━━━━━ Information given

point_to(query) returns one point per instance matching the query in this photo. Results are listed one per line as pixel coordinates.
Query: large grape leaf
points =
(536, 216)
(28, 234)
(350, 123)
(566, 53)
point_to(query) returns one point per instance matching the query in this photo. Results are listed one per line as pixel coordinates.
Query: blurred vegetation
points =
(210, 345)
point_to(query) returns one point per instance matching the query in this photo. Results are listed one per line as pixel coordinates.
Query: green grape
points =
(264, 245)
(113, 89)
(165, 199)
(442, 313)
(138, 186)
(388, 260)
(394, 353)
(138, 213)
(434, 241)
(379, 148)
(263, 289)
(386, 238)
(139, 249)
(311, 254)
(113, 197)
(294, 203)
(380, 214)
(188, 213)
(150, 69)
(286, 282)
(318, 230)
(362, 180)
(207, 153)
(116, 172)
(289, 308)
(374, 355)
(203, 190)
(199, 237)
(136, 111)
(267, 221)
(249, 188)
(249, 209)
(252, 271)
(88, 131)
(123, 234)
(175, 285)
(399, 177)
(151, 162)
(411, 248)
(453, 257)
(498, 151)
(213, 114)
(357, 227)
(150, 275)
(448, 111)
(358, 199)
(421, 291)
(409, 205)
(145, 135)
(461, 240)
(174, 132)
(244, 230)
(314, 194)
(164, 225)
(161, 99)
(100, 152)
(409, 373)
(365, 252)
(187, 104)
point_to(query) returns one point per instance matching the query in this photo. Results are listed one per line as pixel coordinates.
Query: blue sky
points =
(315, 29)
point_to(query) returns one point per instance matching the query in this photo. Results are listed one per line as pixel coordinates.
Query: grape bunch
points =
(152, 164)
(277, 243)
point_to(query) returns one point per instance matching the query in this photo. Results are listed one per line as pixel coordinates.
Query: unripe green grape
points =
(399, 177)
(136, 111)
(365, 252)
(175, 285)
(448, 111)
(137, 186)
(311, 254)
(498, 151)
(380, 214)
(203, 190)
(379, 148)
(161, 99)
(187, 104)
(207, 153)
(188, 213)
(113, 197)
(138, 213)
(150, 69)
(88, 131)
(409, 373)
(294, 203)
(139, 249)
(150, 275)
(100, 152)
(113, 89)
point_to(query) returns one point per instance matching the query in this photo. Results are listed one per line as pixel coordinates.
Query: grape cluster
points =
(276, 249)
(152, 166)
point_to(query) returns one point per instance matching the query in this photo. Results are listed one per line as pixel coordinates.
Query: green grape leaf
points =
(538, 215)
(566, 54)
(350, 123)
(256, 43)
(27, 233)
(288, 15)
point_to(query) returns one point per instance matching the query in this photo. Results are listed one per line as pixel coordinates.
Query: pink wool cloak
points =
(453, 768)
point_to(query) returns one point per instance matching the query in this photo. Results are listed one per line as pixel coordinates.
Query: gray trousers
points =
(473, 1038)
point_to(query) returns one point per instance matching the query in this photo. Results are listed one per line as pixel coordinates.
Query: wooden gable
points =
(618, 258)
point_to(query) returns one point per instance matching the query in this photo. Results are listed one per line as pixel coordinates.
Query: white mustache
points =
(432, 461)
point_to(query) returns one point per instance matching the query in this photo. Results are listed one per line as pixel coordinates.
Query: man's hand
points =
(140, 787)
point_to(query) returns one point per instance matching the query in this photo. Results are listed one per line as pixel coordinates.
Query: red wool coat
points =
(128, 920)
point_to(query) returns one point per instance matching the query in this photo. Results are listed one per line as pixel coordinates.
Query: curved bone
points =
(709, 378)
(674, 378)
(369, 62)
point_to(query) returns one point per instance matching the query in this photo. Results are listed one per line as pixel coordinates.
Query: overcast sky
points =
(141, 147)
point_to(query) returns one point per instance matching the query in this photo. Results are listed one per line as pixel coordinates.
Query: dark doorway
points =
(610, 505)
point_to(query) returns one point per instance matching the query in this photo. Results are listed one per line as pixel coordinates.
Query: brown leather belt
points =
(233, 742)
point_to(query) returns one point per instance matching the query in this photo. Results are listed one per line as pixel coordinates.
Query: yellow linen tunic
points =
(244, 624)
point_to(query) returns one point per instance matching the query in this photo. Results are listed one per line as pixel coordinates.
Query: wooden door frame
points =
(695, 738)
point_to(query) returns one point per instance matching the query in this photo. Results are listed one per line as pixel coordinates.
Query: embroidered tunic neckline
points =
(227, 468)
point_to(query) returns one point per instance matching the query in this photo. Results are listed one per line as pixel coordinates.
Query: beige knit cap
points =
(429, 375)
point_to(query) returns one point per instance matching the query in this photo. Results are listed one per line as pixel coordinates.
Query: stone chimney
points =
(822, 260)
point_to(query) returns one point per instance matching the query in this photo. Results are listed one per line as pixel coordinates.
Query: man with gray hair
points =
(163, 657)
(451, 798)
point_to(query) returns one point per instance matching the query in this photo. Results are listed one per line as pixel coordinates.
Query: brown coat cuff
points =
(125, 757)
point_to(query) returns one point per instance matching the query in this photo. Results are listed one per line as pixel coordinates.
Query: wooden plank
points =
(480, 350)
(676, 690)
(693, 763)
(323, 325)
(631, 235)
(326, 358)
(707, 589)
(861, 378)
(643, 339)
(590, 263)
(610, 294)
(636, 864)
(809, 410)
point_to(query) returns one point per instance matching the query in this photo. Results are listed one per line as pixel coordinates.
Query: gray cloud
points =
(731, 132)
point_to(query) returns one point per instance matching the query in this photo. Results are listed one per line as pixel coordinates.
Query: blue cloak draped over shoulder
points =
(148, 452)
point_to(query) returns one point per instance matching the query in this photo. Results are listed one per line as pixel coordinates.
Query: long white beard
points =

━━━━━━━━━━

What you should do:
Write out all records exactly, keeping every detail.

Solution:
point_to(query) returns one point per instance matching the query in this photo. Results are listed one per line as pixel coordinates.
Query: large grape leaf
points =
(536, 216)
(28, 234)
(350, 123)
(566, 53)
point_to(query) returns one point per instance matching the query in this photo. Results are listed one per line as pixel coordinates.
Query: blurred vegetation
points =
(210, 345)
point_to(query) returns one point per instance matching the query in this photo. Results are listed one per line as pixel coordinates.
Query: green grape
points =
(264, 245)
(113, 89)
(165, 199)
(442, 313)
(138, 186)
(388, 260)
(394, 353)
(138, 213)
(434, 241)
(379, 148)
(263, 289)
(386, 238)
(139, 249)
(311, 254)
(113, 197)
(294, 203)
(380, 214)
(188, 213)
(150, 69)
(286, 282)
(318, 230)
(362, 180)
(207, 153)
(116, 172)
(289, 308)
(374, 355)
(203, 190)
(199, 237)
(136, 111)
(267, 221)
(249, 188)
(249, 209)
(252, 271)
(88, 131)
(123, 234)
(175, 285)
(399, 177)
(151, 162)
(411, 248)
(453, 257)
(498, 151)
(213, 114)
(357, 227)
(150, 275)
(448, 111)
(358, 199)
(421, 291)
(409, 205)
(145, 135)
(461, 240)
(174, 132)
(244, 230)
(314, 194)
(164, 225)
(161, 99)
(100, 152)
(409, 373)
(365, 252)
(187, 104)
point_to(query) returns one point per instance matching the query in this photo. Results are listed one per line as pixel coordinates.
Query: blue sky
points =
(315, 29)
point_to(query) returns one point per instance matching the query in this photo. Results are listed one per line as pixel coordinates.
Query: grape bunch
points =
(152, 164)
(277, 243)
point_to(query) returns one point per instance matching the query in this photo. Results are listed one per line as pixel coordinates.
Query: unripe green grape
points =
(399, 177)
(136, 111)
(365, 252)
(175, 285)
(448, 111)
(137, 186)
(311, 254)
(498, 151)
(380, 214)
(203, 190)
(379, 148)
(161, 99)
(187, 104)
(207, 153)
(188, 213)
(113, 197)
(138, 213)
(150, 69)
(88, 131)
(409, 373)
(294, 203)
(139, 249)
(150, 275)
(100, 152)
(113, 89)
point_to(query) returns one point per instance matching the query in this photo. Results are listed one per line as pixel coordinates.
Query: grape cluster
points =
(276, 249)
(152, 166)
point_to(query) returns one point per instance matching the query in this photo. Results are listed one per line as pixel coordinates.
Query: green grape leaf
points =
(538, 215)
(566, 54)
(350, 123)
(256, 43)
(27, 233)
(288, 15)
point_to(query) returns one point per instance matching the query in this photo. Results are listed one per line as pixel coordinates.
Query: pink wool cloak
points =
(453, 768)
point_to(query) returns one point per instance matching the query in this photo. Results are listed one per line as pixel coordinates.
Query: gray trousers
points =
(473, 1038)
point_to(query) returns one point per instance matching the query in this photo. Results are listed one per line as pixel coordinates.
Query: wooden gable
points =
(618, 258)
point_to(query) returns one point per instance matching the query in this photo. Results are listed one per line as pixel coordinates.
Query: white mustache
points =
(432, 461)
point_to(query) returns one point per instance matching the query in this photo. Results are listed one per line as pixel coordinates.
Query: man's hand
points =
(140, 787)
point_to(query) returns one point per instance matching the query in this photo. Results are listed one per line as pixel coordinates.
Query: red wool coat
points =
(128, 920)
point_to(query) returns one point per instance matching the query in this photo. Results are listed one per line as pixel coordinates.
Query: curved bone
points =
(709, 378)
(674, 378)
(369, 62)
point_to(query) returns one point per instance matching the query in this photo. Results are listed one per line as pixel coordinates.
Query: overcast sky
points =
(141, 147)
point_to(query) returns one point per instance matching the query in this photo. Results are listed one per line as pixel coordinates.
Query: dark doorway
points =
(610, 505)
point_to(query) returns one point per instance matching the query in this photo. Results are listed one per line as pixel coordinates.
Query: brown leather belt
points =
(233, 742)
point_to(query) returns one point per instance matching the query in this photo. Results are listed one per line as pixel coordinates.
Query: yellow linen tunic
points =
(244, 624)
point_to(query) returns one point per instance matching the query in this photo. Results are listed one per line as pixel coordinates.
Query: wooden door frame
points =
(695, 738)
point_to(query) returns one point per instance matching the query in this photo. Results are listed one per line as pixel coordinates.
Query: embroidered tunic neckline
points =
(227, 468)
point_to(query) returns one point per instance matching the query in this photo. Results are listed one per line as pixel coordinates.
Query: beige knit cap
points =
(429, 375)
point_to(query) returns one point per instance matching the query in this photo. Results are listed one per line as pixel coordinates.
Query: stone chimney
points =
(822, 260)
point_to(query) returns one point per instance matching the query in this photo. Results are listed one per line as pixel coordinates.
Query: man with gray hair
points =
(163, 657)
(451, 798)
point_to(query) returns one point per instance matching the query in this photo. Results are listed one per line as pixel coordinates.
Query: brown coat cuff
points =
(125, 757)
point_to(query) returns one point per instance matching the query in this photo. Results are listed one per line as pixel coordinates.
Query: wooden plank
points =
(480, 350)
(676, 690)
(693, 763)
(323, 325)
(631, 235)
(326, 358)
(707, 589)
(861, 378)
(643, 339)
(590, 263)
(610, 294)
(636, 864)
(809, 410)
point_to(query) returns one point per instance matching the query in this photo. Results are listed one per line as pixel coordinates.
Query: gray cloud
points =
(731, 132)
point_to(query) returns one point per instance matching the query in this photo. Results are listed one per line as pixel coordinates.
Query: blue cloak draped over shoulder
points =
(148, 452)
point_to(query) returns one point per instance matching the query in this photo. Results are listed one per line as pixel coordinates.
Query: long white beard
points =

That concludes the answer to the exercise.